• WHAT YOU ARE ASKED TO DO
Go to the line holding "x=112, y=130" in the entries below and write out exactly every line down to and including the line holding "x=281, y=119".

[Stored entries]

-*-

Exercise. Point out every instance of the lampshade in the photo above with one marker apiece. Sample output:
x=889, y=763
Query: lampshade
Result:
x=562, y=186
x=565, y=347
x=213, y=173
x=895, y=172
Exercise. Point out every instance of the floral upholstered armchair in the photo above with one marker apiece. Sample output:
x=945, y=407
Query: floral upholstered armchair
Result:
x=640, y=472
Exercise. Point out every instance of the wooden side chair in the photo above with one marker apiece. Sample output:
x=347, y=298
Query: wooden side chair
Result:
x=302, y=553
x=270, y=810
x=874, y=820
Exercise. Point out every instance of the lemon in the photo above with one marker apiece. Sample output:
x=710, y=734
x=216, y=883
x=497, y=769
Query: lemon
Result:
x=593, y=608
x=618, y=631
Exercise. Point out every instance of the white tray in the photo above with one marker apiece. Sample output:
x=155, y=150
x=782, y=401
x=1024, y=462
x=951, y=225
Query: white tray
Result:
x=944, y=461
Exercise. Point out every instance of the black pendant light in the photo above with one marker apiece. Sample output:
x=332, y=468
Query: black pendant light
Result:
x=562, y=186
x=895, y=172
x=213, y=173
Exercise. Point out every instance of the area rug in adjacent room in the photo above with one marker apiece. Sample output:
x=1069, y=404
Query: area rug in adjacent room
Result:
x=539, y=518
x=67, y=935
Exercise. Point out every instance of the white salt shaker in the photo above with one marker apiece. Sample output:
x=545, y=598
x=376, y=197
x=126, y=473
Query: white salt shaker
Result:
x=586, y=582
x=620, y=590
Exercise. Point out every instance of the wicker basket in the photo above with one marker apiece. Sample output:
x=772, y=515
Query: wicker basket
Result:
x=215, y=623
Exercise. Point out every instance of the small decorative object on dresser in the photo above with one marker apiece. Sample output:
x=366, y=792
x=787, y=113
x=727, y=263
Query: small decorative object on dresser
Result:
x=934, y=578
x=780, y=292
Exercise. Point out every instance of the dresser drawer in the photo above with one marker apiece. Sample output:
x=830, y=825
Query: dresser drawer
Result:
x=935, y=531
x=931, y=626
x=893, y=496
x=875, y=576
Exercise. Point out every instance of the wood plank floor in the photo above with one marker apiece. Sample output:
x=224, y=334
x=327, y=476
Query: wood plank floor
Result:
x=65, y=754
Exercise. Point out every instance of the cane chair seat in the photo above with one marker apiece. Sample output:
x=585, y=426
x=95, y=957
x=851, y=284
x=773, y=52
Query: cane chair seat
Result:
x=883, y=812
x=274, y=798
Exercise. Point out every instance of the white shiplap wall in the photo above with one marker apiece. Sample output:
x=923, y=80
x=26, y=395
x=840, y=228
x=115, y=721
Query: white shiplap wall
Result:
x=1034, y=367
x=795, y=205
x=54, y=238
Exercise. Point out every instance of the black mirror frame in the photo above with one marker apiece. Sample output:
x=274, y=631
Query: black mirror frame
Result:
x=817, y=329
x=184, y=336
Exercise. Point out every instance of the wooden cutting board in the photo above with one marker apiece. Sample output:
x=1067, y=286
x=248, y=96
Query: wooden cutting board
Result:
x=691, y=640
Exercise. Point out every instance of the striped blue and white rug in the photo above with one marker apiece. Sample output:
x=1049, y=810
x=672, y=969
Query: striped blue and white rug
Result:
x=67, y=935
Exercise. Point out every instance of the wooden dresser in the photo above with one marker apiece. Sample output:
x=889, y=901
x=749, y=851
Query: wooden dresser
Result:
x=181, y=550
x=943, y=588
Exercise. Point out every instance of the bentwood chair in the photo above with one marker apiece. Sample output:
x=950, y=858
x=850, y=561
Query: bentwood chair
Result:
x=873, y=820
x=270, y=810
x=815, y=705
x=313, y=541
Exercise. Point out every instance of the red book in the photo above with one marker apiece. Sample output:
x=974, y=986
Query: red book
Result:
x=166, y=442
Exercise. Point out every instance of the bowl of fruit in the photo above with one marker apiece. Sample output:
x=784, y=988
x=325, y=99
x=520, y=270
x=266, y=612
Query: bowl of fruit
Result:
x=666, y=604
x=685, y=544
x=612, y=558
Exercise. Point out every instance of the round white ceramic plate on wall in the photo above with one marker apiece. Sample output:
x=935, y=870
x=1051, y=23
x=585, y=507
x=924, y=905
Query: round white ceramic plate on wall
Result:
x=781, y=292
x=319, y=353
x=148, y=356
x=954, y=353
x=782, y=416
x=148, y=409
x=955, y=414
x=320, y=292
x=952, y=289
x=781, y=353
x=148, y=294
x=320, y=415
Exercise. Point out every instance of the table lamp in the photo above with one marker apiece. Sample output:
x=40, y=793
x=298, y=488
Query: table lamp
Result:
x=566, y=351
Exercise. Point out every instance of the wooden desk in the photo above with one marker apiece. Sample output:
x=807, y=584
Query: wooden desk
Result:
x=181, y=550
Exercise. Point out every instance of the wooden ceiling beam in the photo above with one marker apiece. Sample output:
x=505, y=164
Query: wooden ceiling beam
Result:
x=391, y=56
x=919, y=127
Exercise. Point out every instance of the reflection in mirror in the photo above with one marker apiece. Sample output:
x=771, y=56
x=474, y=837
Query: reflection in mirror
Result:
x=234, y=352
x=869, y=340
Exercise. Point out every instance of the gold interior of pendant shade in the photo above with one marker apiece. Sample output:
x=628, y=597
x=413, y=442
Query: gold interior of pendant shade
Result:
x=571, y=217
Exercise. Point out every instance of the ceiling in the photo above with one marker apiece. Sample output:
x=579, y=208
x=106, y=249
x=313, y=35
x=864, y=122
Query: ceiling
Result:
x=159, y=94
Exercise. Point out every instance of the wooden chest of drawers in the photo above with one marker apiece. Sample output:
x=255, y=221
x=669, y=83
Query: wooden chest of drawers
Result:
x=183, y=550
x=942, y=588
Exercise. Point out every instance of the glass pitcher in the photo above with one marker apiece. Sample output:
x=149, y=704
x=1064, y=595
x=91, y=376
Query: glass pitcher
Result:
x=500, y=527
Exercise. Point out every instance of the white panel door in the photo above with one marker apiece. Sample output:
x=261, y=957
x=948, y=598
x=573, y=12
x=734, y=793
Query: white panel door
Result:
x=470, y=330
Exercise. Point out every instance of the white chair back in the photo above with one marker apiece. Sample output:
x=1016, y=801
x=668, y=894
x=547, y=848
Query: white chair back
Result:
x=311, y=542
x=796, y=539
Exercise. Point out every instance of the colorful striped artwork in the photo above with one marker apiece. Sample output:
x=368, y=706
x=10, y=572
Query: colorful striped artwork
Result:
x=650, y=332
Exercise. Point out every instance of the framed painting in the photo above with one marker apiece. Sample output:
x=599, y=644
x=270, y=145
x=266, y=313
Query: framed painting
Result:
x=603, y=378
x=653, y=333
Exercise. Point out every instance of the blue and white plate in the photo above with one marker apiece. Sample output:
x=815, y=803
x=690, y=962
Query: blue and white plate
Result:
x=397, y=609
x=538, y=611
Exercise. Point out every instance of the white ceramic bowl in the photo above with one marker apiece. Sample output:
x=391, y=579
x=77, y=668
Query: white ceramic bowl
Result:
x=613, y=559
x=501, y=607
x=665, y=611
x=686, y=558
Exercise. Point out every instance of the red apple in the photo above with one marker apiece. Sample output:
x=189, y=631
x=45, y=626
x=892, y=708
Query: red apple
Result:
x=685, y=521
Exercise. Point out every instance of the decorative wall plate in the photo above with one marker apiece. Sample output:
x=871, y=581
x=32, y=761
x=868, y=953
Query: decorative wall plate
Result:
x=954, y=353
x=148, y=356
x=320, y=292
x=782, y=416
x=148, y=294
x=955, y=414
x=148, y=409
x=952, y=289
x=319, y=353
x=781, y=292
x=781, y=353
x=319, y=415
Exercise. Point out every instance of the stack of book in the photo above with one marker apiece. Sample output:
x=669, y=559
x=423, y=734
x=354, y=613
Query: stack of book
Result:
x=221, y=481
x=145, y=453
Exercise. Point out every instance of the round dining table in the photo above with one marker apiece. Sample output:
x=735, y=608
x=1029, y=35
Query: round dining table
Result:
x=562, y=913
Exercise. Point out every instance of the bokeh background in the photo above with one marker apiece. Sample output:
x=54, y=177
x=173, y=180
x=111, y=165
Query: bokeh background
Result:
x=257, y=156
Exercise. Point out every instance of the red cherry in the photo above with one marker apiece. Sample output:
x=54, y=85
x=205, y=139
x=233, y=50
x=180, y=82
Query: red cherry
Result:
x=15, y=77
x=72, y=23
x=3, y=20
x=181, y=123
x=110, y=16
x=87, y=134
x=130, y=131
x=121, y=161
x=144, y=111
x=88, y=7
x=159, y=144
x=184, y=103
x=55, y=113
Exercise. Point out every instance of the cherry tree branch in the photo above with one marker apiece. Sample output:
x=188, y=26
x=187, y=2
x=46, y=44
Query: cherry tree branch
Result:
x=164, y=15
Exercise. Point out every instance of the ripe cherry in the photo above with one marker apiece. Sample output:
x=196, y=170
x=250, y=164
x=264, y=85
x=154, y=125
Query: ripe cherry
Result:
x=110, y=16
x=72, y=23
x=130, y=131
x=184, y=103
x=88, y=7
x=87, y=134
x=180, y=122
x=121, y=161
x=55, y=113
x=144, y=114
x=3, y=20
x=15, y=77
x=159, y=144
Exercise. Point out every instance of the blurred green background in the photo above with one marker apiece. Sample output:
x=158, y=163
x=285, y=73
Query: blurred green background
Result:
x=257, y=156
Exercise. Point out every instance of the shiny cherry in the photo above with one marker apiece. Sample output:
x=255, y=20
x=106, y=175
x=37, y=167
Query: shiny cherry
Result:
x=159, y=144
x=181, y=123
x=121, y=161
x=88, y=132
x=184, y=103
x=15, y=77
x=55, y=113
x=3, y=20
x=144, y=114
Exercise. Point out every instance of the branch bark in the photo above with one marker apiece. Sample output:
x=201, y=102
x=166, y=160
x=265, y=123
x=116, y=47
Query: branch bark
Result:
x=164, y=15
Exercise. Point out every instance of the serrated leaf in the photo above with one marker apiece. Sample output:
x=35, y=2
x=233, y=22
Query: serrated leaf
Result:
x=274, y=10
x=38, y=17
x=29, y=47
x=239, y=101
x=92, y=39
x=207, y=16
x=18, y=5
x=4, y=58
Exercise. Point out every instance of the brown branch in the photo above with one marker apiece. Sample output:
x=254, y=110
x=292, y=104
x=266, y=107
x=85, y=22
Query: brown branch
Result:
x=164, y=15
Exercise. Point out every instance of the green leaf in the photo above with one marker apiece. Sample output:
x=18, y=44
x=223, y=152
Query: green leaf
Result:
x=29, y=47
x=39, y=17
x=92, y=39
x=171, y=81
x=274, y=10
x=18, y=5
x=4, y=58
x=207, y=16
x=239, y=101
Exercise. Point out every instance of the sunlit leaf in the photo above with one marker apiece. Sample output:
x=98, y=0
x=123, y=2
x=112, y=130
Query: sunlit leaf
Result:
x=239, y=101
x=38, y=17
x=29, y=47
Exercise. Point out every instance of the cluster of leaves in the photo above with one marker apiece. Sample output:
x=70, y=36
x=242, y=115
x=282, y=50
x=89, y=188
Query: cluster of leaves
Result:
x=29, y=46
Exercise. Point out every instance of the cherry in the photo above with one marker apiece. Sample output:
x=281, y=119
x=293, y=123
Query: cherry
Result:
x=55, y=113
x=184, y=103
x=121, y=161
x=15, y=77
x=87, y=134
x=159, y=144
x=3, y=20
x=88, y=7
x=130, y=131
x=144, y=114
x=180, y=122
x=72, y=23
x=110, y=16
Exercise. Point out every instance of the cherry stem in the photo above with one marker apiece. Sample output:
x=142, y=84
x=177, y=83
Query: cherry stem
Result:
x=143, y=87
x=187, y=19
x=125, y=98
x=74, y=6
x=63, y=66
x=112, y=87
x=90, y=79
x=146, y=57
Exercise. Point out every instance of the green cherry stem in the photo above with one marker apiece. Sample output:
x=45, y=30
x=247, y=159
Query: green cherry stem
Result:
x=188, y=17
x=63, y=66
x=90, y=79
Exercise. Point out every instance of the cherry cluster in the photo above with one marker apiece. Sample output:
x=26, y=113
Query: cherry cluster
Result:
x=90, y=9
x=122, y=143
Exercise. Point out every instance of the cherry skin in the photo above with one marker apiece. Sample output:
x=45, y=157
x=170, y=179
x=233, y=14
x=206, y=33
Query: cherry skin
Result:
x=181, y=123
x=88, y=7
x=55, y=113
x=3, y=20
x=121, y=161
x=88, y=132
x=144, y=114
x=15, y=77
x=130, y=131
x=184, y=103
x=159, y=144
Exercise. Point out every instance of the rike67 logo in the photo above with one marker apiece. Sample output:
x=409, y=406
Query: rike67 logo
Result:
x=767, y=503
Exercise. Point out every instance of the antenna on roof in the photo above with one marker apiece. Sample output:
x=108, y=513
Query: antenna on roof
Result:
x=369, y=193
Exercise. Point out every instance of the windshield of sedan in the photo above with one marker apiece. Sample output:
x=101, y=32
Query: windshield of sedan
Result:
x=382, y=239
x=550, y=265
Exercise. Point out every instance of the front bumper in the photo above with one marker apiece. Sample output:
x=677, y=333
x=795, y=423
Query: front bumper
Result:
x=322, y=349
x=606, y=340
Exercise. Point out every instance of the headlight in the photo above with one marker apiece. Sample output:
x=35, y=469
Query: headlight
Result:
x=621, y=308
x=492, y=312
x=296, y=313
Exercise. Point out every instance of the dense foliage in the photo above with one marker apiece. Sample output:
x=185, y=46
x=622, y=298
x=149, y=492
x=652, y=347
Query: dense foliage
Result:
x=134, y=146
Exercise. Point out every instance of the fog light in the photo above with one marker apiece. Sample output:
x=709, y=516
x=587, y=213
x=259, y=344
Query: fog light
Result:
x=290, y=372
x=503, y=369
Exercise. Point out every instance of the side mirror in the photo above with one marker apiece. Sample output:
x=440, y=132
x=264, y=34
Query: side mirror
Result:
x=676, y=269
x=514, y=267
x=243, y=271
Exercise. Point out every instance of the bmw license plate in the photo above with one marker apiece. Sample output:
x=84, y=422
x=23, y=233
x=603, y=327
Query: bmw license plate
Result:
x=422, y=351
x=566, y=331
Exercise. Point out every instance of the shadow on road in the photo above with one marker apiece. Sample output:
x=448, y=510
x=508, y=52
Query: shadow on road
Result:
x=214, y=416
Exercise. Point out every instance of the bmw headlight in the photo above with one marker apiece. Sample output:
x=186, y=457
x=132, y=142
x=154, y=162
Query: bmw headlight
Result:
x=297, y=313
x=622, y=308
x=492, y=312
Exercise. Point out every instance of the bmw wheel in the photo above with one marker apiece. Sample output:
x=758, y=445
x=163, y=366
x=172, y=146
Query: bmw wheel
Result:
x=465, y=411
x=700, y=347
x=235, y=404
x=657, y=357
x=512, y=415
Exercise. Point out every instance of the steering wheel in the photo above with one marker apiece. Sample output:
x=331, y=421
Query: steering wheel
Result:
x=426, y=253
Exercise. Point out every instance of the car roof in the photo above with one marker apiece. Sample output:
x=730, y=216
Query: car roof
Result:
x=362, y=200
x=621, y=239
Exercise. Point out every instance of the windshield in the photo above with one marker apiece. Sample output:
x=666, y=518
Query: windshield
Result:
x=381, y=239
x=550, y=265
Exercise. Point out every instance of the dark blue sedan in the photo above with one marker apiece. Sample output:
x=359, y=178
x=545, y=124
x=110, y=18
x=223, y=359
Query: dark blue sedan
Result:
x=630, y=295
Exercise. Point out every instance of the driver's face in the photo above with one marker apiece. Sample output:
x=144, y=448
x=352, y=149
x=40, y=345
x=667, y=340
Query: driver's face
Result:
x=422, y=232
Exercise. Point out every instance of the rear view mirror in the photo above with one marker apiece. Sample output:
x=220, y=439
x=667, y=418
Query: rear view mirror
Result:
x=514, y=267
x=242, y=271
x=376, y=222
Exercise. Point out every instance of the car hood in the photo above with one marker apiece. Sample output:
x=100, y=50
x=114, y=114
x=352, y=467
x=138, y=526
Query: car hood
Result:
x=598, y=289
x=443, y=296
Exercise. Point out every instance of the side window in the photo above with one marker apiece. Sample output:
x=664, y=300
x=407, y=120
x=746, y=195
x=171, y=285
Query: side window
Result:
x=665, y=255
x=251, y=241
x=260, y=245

-*-

• EXPECTED OUTPUT
x=112, y=130
Query: sunlit leaf
Result:
x=239, y=101
x=38, y=17
x=29, y=47
Exercise. Point out every instance of the cluster of leaves in the photo above with one marker apiece. Sample output:
x=70, y=36
x=242, y=115
x=282, y=50
x=89, y=188
Query: cluster of leaves
Result:
x=29, y=46
Exercise. Point out every instance of the cherry in the photo above with one marker apiece. Sample output:
x=281, y=119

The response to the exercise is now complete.